[START OF Source extract]

This article was first published in Wong & Partners’ Client Alert dated 23 July 2018.
On 16 July 2018, the Minister of Finance announced that SST
will be introduced with effect from 1 September 2018. Following the
announcement, the Royal Malaysian Customs Department ("RMCD") has
published the following details[1]
on the implementation framework for the SST regime on 19 July 2018:
(a) Proposed Sales Tax Implementation Model;
(b) Frequently
Asked Questions (FAQ) - Sales Tax 2018;
(c) Proposed
Service Tax Implementation Model; and
(d) Frequently
Asked Questions (FAQ) - Service Tax 2018,
(collectively referred to as
"RMCD Guidance").
This
alert provides a general overview of the scope of the proposed SST regime,
including details on exempted supplies and registration thresholds, as set out
in the RMCD Guidance. Kindly note that the final SST framework is subject to
the legislation that will be tabled before Parliament and published in the
Federal Gazette.
Key Features of the SST Regime
Proposed Sales Tax Framework
The
key features of the proposed sales tax regime are as follows:
Based on the RMCD Guidance, it is
noted that the previous sales tax exemption process (i.e., applications through
the Forms CJ5, CJ5A and CJ5B) for raw materials and components acquired by
licensed manufacturers will be replaced with a general exemption under the
proposed Sales Tax (Persons Exempted From Sales Tax) Order 2018. This change
will likely alleviate the historical compliance burdens faced by manufacturers
relating to the filing of the exemption application forms, but could result in
more RMCD audits to ensure that registered manufacturers have properly utilized
the general exemption.
It would also be of interest to
note whether a sales tax exemption for low-value goods (not exceeding RM500)
imported into Malaysia will be granted, in line with the import duty exemption
granted under the Customs Duties Order 2017.
Proposed Service Tax Framework
The proposed service tax will be
chargeable on taxable services made in the course or furtherance of any
business by a taxable person in Malaysia. The proposed service tax rate shall
be 6%, save for the rate for credit/charge cards which shall be a specific rate
of RM25 for each card.

[END OF Source extract]
[START OF Stored rows]

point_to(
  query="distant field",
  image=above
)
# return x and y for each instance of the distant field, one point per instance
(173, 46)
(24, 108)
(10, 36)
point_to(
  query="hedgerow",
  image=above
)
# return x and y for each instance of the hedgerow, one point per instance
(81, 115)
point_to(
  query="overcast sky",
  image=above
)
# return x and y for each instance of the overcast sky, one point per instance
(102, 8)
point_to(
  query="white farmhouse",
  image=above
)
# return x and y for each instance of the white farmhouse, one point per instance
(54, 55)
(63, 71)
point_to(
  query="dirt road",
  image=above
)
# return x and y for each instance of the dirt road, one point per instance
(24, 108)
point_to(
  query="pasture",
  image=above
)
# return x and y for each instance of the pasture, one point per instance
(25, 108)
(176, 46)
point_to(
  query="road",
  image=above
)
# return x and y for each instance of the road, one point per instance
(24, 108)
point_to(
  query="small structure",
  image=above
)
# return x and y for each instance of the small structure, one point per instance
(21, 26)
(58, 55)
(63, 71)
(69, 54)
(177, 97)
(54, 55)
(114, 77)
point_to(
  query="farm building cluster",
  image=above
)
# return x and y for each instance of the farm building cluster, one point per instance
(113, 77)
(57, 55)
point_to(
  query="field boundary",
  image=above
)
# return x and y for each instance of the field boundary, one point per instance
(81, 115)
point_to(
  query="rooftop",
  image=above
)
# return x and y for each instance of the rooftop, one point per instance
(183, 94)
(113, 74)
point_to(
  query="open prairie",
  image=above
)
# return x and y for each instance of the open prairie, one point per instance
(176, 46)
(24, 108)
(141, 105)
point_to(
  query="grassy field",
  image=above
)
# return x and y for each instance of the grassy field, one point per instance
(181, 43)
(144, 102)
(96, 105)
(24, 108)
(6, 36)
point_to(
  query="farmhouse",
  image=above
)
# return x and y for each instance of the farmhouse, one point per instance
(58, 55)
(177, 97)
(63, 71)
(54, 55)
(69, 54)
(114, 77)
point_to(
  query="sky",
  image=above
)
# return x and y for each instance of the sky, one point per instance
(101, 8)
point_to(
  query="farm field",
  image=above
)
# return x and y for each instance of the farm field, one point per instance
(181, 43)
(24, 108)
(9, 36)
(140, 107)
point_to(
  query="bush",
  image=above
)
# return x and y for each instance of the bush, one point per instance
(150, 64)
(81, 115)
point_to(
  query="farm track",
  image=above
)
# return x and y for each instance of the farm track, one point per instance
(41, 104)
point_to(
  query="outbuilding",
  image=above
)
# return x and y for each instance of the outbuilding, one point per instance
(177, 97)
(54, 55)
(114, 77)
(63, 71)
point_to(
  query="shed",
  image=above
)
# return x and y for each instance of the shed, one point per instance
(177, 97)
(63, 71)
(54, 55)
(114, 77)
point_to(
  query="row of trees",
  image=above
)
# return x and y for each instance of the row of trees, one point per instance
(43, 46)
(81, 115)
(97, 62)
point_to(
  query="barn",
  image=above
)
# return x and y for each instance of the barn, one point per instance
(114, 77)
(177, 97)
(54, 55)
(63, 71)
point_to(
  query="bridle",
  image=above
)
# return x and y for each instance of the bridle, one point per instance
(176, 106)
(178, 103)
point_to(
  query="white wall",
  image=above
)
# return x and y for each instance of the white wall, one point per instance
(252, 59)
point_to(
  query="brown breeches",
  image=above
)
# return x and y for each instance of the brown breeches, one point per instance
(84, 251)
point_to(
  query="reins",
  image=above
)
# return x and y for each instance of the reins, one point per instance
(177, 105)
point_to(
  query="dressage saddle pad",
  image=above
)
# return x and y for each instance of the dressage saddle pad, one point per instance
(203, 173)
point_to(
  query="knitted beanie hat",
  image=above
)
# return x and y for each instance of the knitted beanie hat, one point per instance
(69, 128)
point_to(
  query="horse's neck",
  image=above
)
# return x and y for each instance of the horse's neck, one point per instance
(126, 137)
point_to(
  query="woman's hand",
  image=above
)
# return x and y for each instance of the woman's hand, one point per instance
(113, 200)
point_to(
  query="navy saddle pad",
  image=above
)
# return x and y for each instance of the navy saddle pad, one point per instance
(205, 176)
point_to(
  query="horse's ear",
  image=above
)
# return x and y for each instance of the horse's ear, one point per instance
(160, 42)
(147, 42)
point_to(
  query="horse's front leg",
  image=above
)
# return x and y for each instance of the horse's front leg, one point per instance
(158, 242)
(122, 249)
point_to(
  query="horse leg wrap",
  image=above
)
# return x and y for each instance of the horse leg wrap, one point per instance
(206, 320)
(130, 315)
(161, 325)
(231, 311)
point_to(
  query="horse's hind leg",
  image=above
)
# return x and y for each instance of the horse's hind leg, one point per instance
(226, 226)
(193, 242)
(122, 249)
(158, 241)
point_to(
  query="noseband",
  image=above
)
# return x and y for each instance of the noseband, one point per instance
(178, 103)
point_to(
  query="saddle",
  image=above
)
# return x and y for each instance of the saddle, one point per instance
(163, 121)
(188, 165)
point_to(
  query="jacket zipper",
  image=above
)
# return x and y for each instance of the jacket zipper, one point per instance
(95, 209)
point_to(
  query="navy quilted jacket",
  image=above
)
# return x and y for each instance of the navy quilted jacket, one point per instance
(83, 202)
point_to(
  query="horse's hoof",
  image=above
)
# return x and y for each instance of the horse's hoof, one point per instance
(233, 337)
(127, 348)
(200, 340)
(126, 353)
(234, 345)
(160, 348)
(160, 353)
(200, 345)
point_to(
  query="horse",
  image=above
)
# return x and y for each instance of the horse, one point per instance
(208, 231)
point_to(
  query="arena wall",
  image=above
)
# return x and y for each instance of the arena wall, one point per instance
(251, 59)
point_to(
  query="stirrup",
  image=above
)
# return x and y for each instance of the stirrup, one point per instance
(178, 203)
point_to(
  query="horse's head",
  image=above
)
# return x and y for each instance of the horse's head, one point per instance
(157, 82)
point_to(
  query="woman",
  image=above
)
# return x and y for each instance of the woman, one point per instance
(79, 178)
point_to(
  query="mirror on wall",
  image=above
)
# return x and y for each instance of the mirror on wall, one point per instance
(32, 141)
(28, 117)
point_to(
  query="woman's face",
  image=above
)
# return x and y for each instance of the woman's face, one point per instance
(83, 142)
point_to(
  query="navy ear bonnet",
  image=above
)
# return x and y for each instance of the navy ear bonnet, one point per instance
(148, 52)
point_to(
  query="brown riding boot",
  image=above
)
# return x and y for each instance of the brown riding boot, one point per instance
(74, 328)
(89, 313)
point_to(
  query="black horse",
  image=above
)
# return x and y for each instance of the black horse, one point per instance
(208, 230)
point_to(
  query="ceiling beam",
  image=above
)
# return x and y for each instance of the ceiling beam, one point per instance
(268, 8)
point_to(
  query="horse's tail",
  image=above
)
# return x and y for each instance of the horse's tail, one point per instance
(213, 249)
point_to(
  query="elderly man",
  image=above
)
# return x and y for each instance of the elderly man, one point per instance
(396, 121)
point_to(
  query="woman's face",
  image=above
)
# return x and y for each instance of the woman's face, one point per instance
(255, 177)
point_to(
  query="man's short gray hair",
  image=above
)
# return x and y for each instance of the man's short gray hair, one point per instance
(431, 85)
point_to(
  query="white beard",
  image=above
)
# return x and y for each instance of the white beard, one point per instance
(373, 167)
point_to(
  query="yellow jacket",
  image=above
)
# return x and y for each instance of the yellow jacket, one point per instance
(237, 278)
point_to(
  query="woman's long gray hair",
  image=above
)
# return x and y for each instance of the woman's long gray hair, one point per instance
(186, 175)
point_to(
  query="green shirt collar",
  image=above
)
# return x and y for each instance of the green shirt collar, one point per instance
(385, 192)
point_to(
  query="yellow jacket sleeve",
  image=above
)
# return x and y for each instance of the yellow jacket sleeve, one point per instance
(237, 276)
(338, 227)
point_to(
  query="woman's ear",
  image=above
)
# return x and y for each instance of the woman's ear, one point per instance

[END OF Stored rows]

## Exercises to complete
- a) Answer these questions using the SST alert:
(i) From what date will SST be introduced?
(ii) Which proposed order will provide the general exemption that replaces applications through Forms CJ5, CJ5A and CJ5B?
(iii) What is the proposed service tax rate, other than for credit/charge cards?
- b) Continue the SST alert from the point where it stops.
The rows have no connection to the SST alert.

## Answers in order
- a)
(i) 1 September 2018
(ii) The Sales Tax (Persons Exempted From Sales Tax) Order 2018
(iii) 6%

- b)
The scope of taxable services includes the following:
Based on the
RMCD Guidance, imported services and exported services will not be subject to
the proposed service tax. The exact scope and definition of "imported
services" in the proposed Service Tax Act 2018 will be crucial, to
determine whether non-resident service providers providing services to
Malaysian customers will be impacted by the SST regime. Likewise, the scope of
exported services will be important to determine whether the proposed service tax will increase of the cost of
services acquired by non-resident customers from Malaysian suppliers.
Registration
Businesses will be required to
register for the proposed sales tax or service tax if the value of taxable
goods or taxable services exceeds RM500,000 within a 12- month period. This is
in contrast to the previous SST regime, whereby the threshold for sales tax was
RM100,000 and the thresholds for service tax varied between RM0 to RM300,000
depending on the category of taxable services and taxable persons.
There is also a voluntary
registration regime available under the SST framework, for businesses which do
not meet the annual turnover thresholds. There is no group registration under
the new SST regime.
Registrations will be processed
online on the RMCD MySST system. Existing GST-registered businesses that are
liable to be registered under the SST framework will be automatically
registered under the MySST system.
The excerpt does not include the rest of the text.